> **RECORDS FOR THE EXERCISE**:
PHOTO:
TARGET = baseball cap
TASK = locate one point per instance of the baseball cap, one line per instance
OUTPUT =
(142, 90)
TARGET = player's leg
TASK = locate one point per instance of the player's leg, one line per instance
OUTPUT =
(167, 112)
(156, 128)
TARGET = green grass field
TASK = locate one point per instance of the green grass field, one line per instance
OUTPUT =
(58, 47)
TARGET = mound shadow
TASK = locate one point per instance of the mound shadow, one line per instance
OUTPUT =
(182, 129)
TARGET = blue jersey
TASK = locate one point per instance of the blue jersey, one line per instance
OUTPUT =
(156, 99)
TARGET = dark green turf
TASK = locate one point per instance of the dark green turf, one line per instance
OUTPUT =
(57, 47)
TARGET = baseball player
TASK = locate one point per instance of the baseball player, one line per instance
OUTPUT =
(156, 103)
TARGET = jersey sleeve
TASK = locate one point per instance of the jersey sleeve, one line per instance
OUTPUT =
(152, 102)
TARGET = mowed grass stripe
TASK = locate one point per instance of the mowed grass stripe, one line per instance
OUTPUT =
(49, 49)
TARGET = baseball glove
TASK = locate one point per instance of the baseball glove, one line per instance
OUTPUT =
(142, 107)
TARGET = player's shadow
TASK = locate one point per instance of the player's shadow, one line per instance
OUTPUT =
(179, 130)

--

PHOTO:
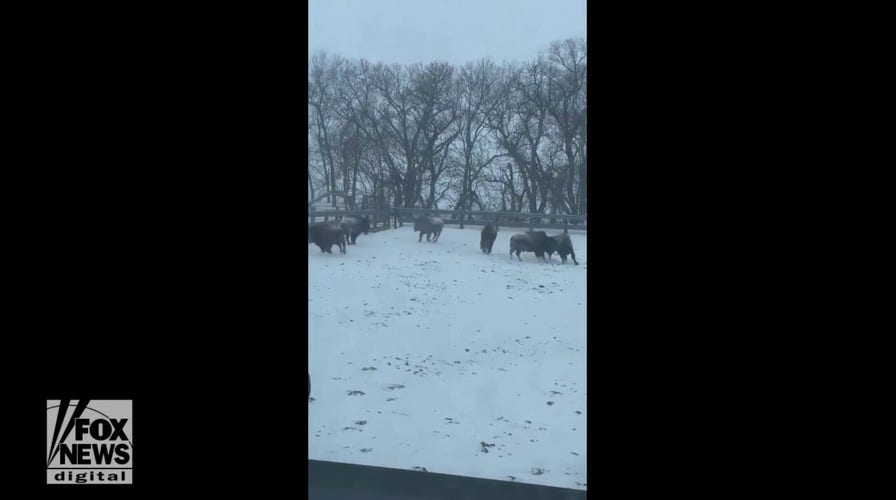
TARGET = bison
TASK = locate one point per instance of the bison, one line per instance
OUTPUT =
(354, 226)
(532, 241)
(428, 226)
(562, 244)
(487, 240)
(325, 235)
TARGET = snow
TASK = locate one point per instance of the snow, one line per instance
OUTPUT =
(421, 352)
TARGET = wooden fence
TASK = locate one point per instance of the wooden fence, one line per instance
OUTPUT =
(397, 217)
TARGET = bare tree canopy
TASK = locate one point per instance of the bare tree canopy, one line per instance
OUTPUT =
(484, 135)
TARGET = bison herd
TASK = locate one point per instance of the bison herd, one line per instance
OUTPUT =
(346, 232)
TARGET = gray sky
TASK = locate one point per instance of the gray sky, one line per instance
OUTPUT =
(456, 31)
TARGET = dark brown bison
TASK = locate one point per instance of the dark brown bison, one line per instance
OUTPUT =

> **REQUEST**: Filter the items above for every line containing the string "jersey", and copy each of those lines. Case counts.

> **RESPONSE TO THIS EXERCISE**:
TARGET = blue jersey
TASK = locate one point per instance of the blue jersey, one line per instance
TARGET = jersey sleeve
TASK = locate one point per instance of the jersey sleeve, one line per instance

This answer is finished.